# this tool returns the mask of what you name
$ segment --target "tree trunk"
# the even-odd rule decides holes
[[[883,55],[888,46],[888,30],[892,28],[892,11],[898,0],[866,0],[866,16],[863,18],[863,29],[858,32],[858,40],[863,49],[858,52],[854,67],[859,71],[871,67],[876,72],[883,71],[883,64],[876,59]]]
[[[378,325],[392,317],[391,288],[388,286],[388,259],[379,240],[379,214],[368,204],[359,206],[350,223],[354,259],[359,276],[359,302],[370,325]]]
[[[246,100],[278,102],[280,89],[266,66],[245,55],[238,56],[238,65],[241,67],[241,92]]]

******************************

◆ YOUR INSTRUCTIONS
Rescale the records above by copying every line again, requests included, with each polygon coordinate in the answers multiplied by 0.2 and rounded to a whole number, halves rounded up.

◆ COMPLETE RESPONSE
# this tool returns the mask of what you name
$ segment --target "tree trunk"
# the even-odd rule decides holes
[[[177,11],[178,9],[178,6],[178,6],[178,2],[180,0],[173,0],[173,3],[173,4],[173,6],[172,6],[172,8],[173,10],[172,10],[171,13],[172,14],[174,13],[175,14],[177,14],[177,13],[175,12]]]
[[[76,65],[78,63],[78,58],[78,57],[78,52],[76,48],[76,43],[74,41],[72,41],[70,45],[71,52],[72,55],[72,60],[74,65]]]
[[[49,20],[56,20],[56,18],[53,13],[49,11],[48,11],[48,13],[48,13],[48,18]]]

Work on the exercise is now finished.